- **Document source**:
Université de Rouen
Cérédi - Centre d'étude et de recherche Editer-Interpréter
IRIHS - Institut de Rechercher Interdisciplinaire Homme Société
Université Paris-Sorbonne
CELLF
Obvil

Édition des Lettres de Juliette Drouet à Victor Hugo - ISSN : 2271-8923

Accueil > Lettres de Juliette Drouet à Victor Hugo > 1846 > Janvier > 21

21 janvier [1846], mercredi soir, 4 h. ½

Cher bien-aimé, j’ai été si souffrante toute la matinée et à présent encore que je n’ai pas pu t’écrire. J’ai des douleurs d’entrailles que je ne sais à quoi attribuer. Je suis pourtant allée à ce bout de l’an nonobstant mon mal. Seulement j’ai traîné jusqu’à présent à faire mes affaires et à t’écrire. Du reste, cher adoré, tu as joliment bien fait de m’avertir de ne pas me fier à l’heure indiquée. Je suis allée à midi et revenue à [illis.]. En rentrant chez moi la cuisinière de [M. Burgot  ?] m’a remerciée au nom de sa maîtresse avec une sorte d’effusion qui prouverait que ma démarche a fait plaisir. Je suis très contente que ça soit fait car toutes ces choses-là m’effarouchent toujours beaucoup.

- **Consigne**:
Recopiez fidèlement le passage de la lettre de Juliette Drouet à Victor Hugo qui commence aux mots « Édition des Lettres » et s'arrête après les mots « m’effarouchent toujours beaucoup. ». Les enregistrements ci-après ne proviennent pas de la même source que le document.

- **Enregistrements**:
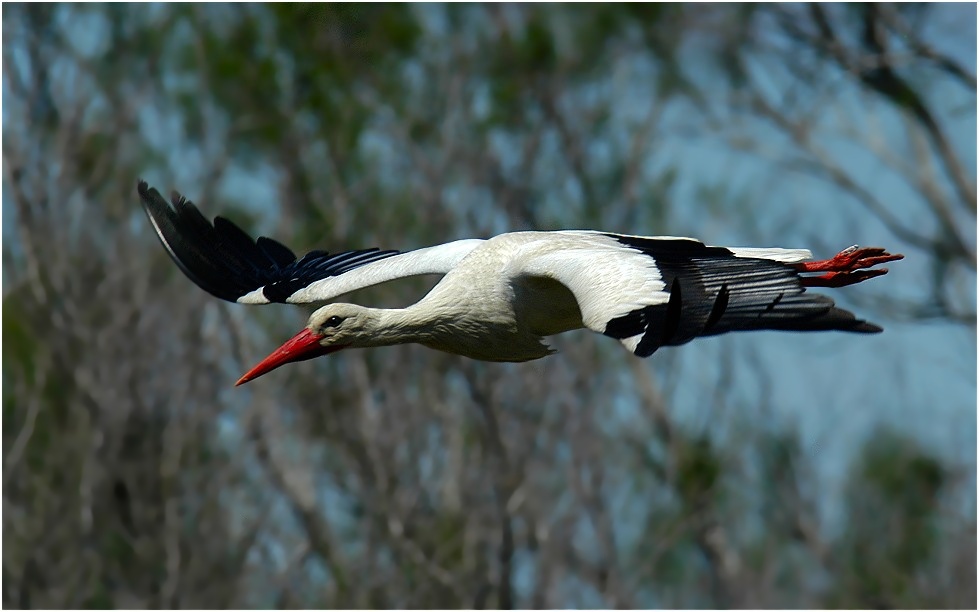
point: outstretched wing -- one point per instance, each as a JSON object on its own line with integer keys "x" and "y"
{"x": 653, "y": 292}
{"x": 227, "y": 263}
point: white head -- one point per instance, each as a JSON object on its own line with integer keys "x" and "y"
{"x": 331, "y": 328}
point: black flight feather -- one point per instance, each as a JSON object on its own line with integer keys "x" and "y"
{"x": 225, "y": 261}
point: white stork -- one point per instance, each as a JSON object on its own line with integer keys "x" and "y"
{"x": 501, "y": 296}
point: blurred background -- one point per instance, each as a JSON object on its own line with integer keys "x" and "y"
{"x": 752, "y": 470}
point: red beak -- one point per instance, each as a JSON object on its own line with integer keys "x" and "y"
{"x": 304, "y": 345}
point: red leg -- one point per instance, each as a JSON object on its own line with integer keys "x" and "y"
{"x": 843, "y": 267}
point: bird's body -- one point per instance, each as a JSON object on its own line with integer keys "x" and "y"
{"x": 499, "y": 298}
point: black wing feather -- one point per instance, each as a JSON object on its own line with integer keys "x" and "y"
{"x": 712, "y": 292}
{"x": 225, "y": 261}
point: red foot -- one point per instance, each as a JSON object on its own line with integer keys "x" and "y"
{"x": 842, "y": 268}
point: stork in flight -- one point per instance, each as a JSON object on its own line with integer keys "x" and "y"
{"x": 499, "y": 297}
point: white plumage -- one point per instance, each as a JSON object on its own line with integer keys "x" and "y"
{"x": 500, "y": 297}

- **Réponse attendue**:
Édition des Lettres de Juliette Drouet à Victor Hugo - ISSN : 2271-8923

Accueil > Lettres de Juliette Drouet à Victor Hugo > 1846 > Janvier > 21

21 janvier [1846], mercredi soir, 4 h. ½

Cher bien-aimé, j’ai été si souffrante toute la matinée et à présent encore que je n’ai pas pu t’écrire. J’ai des douleurs d’entrailles que je ne sais à quoi attribuer. Je suis pourtant allée à ce bout de l’an nonobstant mon mal. Seulement j’ai traîné jusqu’à présent à faire mes affaires et à t’écrire. Du reste, cher adoré, tu as joliment bien fait de m’avertir de ne pas me fier à l’heure indiquée. Je suis allée à midi et revenue à [illis.]. En rentrant chez moi la cuisinière de [M. Burgot  ?] m’a remerciée au nom de sa maîtresse avec une sorte d’effusion qui prouverait que ma démarche a fait plaisir. Je suis très contente que ça soit fait car toutes ces choses-là m’effarouchent toujours beaucoup.